▶ YOUR TASK
Rescale the part of the listing below starting at the line that contains "In this exercise you will mark each instance of the overcast" and ending at the end of the listing, and reproduce only those lines, requests included. Multiply every x and y coordinate in the answers by 1.05 and round it to a whole number, with halves rounded up.

(Source records)
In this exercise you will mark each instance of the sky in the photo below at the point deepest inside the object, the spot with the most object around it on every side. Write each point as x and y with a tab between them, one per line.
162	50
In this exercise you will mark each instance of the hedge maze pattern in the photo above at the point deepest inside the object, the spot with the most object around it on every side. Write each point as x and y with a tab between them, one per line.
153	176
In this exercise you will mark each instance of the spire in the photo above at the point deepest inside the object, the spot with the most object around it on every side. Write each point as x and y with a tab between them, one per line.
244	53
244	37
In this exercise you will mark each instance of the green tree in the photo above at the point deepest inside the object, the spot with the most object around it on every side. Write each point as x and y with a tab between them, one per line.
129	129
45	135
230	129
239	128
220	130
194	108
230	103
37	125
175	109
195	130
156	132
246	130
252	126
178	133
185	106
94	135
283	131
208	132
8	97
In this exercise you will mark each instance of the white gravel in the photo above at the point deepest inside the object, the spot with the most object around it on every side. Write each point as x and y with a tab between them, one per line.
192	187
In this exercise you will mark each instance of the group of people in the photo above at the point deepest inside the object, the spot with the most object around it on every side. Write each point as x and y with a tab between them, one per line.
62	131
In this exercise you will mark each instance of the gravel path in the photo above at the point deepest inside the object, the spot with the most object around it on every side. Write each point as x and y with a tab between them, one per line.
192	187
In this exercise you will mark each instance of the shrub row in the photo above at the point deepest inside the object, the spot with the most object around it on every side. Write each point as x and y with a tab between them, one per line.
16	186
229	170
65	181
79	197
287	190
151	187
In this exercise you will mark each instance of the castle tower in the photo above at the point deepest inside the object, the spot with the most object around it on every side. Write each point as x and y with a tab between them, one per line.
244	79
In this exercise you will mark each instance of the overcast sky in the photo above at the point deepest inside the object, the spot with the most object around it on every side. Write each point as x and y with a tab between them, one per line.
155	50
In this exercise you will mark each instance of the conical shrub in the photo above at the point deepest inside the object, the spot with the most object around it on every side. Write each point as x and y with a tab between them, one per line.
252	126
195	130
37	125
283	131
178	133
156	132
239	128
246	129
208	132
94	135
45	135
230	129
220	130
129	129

▶ COMPLETE OUTPUT
In this exercise you will mark each instance of the overcast sky in the photo above at the point deepest inside the object, the spot with the most object around it on every side. Write each point as x and y with a tab between them, one per line.
163	53
In this exercise you will mark each instance of the conical shrub in the photo above at the point deepest inside the object, the spot with the most object around it on every side. Write each point as x and y with a tab between them, one per line.
265	132
205	137
39	131
297	138
187	140
164	139
251	134
258	135
218	139
99	142
47	142
242	135
231	137
135	135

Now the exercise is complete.